= Entries supplied =
▼

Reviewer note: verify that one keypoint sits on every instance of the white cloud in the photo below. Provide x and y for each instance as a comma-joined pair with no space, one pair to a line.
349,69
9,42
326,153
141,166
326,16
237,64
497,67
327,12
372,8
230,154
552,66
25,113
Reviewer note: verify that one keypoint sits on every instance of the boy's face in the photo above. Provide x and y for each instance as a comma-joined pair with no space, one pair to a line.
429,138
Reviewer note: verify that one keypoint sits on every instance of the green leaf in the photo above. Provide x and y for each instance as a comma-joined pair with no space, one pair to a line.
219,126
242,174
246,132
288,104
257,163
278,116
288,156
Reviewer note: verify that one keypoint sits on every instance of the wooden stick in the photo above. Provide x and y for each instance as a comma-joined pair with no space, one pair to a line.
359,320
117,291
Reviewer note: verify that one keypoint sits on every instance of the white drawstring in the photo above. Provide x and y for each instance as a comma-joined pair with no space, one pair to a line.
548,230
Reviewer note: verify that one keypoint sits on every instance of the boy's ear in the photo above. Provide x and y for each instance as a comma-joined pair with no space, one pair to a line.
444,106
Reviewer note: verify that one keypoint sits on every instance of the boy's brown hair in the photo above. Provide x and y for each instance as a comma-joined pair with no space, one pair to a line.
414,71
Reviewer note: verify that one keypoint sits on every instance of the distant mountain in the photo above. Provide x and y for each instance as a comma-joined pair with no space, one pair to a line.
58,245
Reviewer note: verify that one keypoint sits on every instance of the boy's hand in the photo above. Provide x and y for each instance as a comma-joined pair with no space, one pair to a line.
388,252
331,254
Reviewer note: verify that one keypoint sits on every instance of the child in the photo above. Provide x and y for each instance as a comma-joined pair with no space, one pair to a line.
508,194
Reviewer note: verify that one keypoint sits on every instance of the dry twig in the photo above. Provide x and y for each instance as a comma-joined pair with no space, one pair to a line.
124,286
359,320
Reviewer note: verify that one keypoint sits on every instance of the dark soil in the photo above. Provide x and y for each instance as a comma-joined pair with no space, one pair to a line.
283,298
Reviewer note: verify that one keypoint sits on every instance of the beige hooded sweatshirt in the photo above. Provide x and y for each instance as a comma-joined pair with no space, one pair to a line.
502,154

▲

= Aim of the exercise =
Restate each of the entries above verbatim.

= Solution to the exercise =
Reviewer note: verify that one keypoint sits on every instance of the white cloud in the photo below. Provide x and y for each instance as a comma-joined pair with no space, one pair to a line.
349,69
9,42
326,153
141,166
326,16
237,64
497,67
327,12
372,8
230,154
552,66
25,113
Reviewer note: verify that one keypoint sits on every instance of the boy's face in the photo above. Provide x and y for each instance as a comma-joined pair with no space, one pair to a line.
429,138
Reviewer note: verify that one keypoint sits on every instance of the green leaf in the photo above. Provide x and y for each instance as a comma-joined pair with no space, one pair to a line.
219,126
242,174
246,132
288,104
257,163
278,116
288,156
Reviewer note: verify that one keypoint sits on every instance of the wooden stick in the photo above. Provide x and y for each instance as a comma-joined pair with no space, one pair to a line.
359,320
117,291
Reviewer note: verify that one keypoint sits on every instance of the white drawstring in the photo above. Provide x and y for each instance as a comma-joined pair with no space, one pair to a line.
548,230
Reviewer note: verify that one keypoint sits on every instance of the boy's ear in the photo above. Provide x and y for each instance as a comma-joined pair with no space, one pair to a line.
444,106
Reviewer note: verify that one keypoint sits on every instance of the boy's brown hair in the photo above. Provide x and y for each instance as a comma-joined pair with no space, one pair to a line.
414,71
Reviewer note: verify that one keypoint sits on every instance of the distant mountain in the photo above. Provide x and y for each instance as a comma-joined pair with no space, one pair to a line.
58,245
Reviewer note: verify that one keypoint sits on every instance of the boy's hand in the photo above. Provide x and y for each instance as a comma-joined pair with no space, one pair to a line.
388,252
331,254
Reviewer note: verify that one keypoint sits on every instance of the child in the photo above. Provide x and y for each instance as a comma-joined pair with no space, one pair to a line.
508,194
Reviewer note: verify that one keypoint sits on every instance of the dry twig in the photo above. Provide x and y for each instance as a comma-joined pair with no space, one pair to a line.
124,286
359,320
Reviewer note: verify that one keypoint sits on every instance of the dark soil in the photo above. Provide x and y for each instance as a comma-joined pair with no space, one pair to a line.
283,298
Reviewer note: verify that one keypoint sits on every instance of the beige hooded sweatshirt in the photo above. Provide x and y for each instance as a comma-joined pair with no space, one pair to a line.
502,154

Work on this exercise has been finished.